--- START ---
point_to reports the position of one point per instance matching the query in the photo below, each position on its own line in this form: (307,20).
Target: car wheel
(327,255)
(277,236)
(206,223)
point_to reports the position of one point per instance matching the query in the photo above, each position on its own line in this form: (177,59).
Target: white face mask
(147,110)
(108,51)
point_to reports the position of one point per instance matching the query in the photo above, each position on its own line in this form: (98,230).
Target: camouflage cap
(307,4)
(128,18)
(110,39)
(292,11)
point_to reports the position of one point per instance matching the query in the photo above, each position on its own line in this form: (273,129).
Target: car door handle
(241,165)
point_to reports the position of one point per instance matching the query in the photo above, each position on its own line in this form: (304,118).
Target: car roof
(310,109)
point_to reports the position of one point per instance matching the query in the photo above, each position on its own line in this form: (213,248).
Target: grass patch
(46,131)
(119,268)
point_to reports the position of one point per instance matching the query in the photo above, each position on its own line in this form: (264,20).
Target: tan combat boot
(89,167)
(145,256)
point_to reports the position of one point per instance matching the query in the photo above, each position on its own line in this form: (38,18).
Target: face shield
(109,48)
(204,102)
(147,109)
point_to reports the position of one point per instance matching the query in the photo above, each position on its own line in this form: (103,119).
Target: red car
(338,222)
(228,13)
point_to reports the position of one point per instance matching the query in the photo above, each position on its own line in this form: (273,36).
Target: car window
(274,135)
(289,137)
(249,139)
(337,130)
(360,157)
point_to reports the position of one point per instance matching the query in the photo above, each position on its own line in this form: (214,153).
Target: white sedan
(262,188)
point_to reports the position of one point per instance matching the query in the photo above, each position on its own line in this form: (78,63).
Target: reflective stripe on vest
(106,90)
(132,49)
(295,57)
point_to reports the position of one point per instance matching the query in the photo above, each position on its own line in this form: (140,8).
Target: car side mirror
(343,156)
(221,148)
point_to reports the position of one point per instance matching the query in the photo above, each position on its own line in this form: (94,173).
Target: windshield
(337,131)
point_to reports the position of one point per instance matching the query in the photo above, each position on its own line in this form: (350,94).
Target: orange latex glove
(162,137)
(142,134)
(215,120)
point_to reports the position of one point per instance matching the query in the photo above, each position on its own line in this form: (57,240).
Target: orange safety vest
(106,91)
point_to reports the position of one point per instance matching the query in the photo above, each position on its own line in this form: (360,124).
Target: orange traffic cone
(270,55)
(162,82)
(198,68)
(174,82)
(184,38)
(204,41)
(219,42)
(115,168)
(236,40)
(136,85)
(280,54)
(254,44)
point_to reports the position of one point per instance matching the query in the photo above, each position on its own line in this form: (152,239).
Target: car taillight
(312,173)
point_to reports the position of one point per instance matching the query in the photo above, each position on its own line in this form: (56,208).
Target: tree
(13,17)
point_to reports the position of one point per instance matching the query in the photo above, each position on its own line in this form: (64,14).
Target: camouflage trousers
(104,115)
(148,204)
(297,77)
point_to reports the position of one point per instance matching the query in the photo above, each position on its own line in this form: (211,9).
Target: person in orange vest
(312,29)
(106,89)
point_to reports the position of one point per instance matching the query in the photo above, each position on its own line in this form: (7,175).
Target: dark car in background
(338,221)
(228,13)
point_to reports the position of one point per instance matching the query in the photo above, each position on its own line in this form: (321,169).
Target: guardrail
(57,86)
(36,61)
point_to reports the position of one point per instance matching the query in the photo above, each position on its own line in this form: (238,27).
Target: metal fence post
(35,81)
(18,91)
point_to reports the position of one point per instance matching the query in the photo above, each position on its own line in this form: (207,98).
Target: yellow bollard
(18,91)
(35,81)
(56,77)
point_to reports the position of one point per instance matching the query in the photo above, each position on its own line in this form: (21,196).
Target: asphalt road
--- END ---
What to produce: All of the entries need to be reproduced exactly; please write them out.

Expected answer:
point_to reports the position of one point per instance matching the query in the photo below, each position on its own line in this form: (307,20).
Target: car wheel
(327,255)
(277,236)
(206,223)
point_to reports the position of one point per instance matching the query in the photo above, each position on its own line in this form: (177,59).
Target: white face mask
(147,110)
(108,51)
point_to reports the position of one point per instance matching the query in the photo above, each position on its own line in this form: (98,230).
Target: camouflage cap
(307,4)
(128,18)
(110,39)
(292,11)
point_to reports the position of one point per instance matching the query in the photo above, each position on its own line in this form: (273,129).
Target: car door handle
(241,165)
point_to reports the position of one point per instance matching the query in the photo above, each position on its own line in this form: (304,118).
Target: car roof
(310,109)
point_to reports the position of one point per instance matching the query in the photo above, each position on its own line in this form: (213,248).
Target: grass patch
(46,131)
(119,268)
point_to reports the position of one point per instance matching the query in the photo above, each position on its own line in this form: (264,20).
Target: tan combat boot
(89,167)
(145,256)
point_to reports the position of one point per instance matching the query in the photo above, each position on its own line in this form: (38,18).
Target: face shield
(109,48)
(204,102)
(147,109)
point_to reports the position of one point per instance matching the query in the photo above, each position on its own line in this form: (103,119).
Target: red car
(338,222)
(228,13)
point_to reports the position of one point per instance matching the query in the photo above, each position on its own line in this form: (273,36).
Target: car window
(274,135)
(289,137)
(249,139)
(337,130)
(360,157)
point_to reports the position of one point per instance matching the query in the photo above, each position on its own line in this form: (214,153).
Target: white sedan
(262,188)
point_to reports the position of one point per instance matching the query in the photo above, each position on its own line in this form: (78,63).
Target: reflective stripe on vest
(106,90)
(132,49)
(295,57)
point_to reports the position of one point per instance matching the query in the photo above, each position on its own line in this form: (140,8).
Target: car side mirror
(343,156)
(221,148)
point_to reports the position of one point per instance matching the query in the photo above, each position on its own line in this form: (94,173).
Target: windshield
(337,131)
point_to reports the position of one point per instance matching the query in the photo above, each position on its own line in this form: (350,94).
Target: orange latex glove
(162,137)
(142,134)
(215,120)
point_to reports the position of one point per instance matching the query in the photo above, each position on its own line in this form: (57,240).
Target: orange safety vest
(106,91)
point_to reports the position of one point per instance matching the query in the photo above, each position on its own line in this form: (360,124).
Target: orange traffic cone
(270,55)
(162,82)
(198,68)
(174,82)
(184,38)
(204,41)
(219,42)
(115,168)
(236,40)
(136,85)
(280,54)
(254,44)
point_to reports the position of one point per instance matching the query in the photo above, each position on its own line in this form: (152,239).
Target: car taillight
(312,173)
point_to reports the position of one point per instance matching the query in the photo above, each position on its own line in this form: (56,208).
Target: tree
(13,17)
point_to reports the position of one point per instance matching the query in the photo above, each position on its own line in this form: (64,14).
Target: camouflage trousers
(104,115)
(148,204)
(297,77)
point_to reports the position of one point per instance matching the query in the photo above, each position on its own line in this form: (211,9).
Target: person in orange vest
(312,29)
(106,89)
point_to reports the position of one point per instance matching the query in the photo above, each position on its own line in this form: (7,175).
Target: dark car in background
(338,221)
(228,13)
point_to reports the position of one point per instance matching the query in the photo above, each position on its own line in this form: (321,169).
Target: guardrail
(57,86)
(36,61)
point_to reports the position of one point per instance matching the query in the photo above, each position on its own line in this form: (238,27).
Target: metal fence post
(35,81)
(18,91)
point_to reports the position of one point per instance matching the query in the photo above, each position on its own line in this form: (207,98).
Target: yellow bollard
(18,91)
(35,81)
(56,77)
point_to reports the position of one point per instance matching the query in the photo above, each position on its own line in this form: (21,196).
Target: asphalt road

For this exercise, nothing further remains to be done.